Con todo el jaleo del párrafo anterior no pretendo demostrar que el microhouse sea un laberinto musical, ni Steve Reich un pariente lejano de Dédalo, pero sí revelar sus puntos tangenciales con la lógica del laberinto: Reich ejemplifica su monotonía cambiante, y las sesiones de Donnacha Costello (por decir otro androide minimal) su vocación equívoca; ambos comparten la obstinación rítmica de los diseños ornamentales y un desarrollo lento, hipnótico, basado en la repetición. También tenéis derecho a pensar que, sea cual sea el tema de partida, Alex Cid siempre nos acaba llevando a bailar al Mondo. ¡Pues claro que sí: BAILAR! Ahí está precisamente el cogollo de la cuestión. ¿Sabéis cuál es la conclusión a la que llegó Karl Kerényi en su estudio sobre la historia de los laberintos? Ahí va: ¡que el origen del laberinto es un paso de baile! He aquí la danza como expresión primigenia de la espiritualidad: Walter F. Otto sostenía que los antiguos griegos, antes de levantar templos a los dioses, componer ditirambos o representar tragedias, danzaban sus mitos... y luego vino todo lo demás. Kerényi lo tenía así de claro: “Cualquier investigación sobre el laberinto debería basarse en la danza” (Estudios sobre el laberinto). Robert Graves, a propósito de Cnossos, escribe en The Greek Myths: “An open space in front of the palace was occupied by a dance floor with a maze pattern used to guide performers of an erotic spring dance”… Es significativo comprobar cómo esa mezcla de erudición e intuición poética que caracteriza a Graves no sólo corrobora la relación primordial del laberinto con la danza, sino que pone en evidencia su factor erótico. En efecto, muchos siglos más tarde, los recodos de los intrincados laberintos de seto (turf cut mazes) que adornaban los jardines palaciegos de aquella nobleza de casacas y pelucas empolvadas se convertirían en lugares por excelencia para el encuentro sexual, lejos de miradas indiscretas.

--*--

→ **LO QUE HARÁS**:
a) Según el pasaje sobre el laberinto y la danza, ¿a qué conclusión llegó Karl Kerényi sobre el origen del laberinto?
b) Indica cuántas líneas de las filas contienen la cadena "baobab", teniendo en cuenta mayúsculas y minúsculas. Responde únicamente con el número.

--*--

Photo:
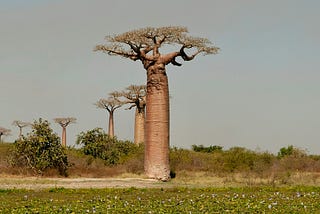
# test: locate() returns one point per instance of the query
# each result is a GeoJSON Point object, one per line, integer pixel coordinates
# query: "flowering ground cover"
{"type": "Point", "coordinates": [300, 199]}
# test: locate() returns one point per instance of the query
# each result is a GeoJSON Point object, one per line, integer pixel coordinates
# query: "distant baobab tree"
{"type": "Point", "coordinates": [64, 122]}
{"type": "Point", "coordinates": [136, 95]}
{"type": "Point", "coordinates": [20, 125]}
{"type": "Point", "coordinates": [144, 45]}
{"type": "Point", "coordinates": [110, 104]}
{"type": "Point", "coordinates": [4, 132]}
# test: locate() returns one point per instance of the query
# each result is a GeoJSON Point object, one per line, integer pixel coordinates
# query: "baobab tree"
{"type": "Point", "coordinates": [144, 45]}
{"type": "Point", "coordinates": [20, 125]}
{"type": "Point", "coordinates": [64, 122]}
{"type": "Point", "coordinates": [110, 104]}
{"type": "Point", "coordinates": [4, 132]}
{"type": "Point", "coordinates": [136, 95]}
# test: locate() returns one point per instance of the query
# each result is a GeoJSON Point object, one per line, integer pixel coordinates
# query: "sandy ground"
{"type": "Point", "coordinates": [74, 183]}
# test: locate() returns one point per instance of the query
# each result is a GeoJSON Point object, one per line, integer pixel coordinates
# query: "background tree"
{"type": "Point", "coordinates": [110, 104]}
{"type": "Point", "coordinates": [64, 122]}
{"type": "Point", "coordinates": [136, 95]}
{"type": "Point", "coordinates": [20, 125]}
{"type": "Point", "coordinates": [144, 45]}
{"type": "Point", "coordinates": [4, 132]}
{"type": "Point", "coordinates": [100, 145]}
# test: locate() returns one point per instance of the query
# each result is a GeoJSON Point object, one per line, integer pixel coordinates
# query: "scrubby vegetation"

--*--

→ **LISTA DE SOLUCIONES**:
a) Llegó a la conclusión de que el origen del laberinto es un paso de baile.

b) 2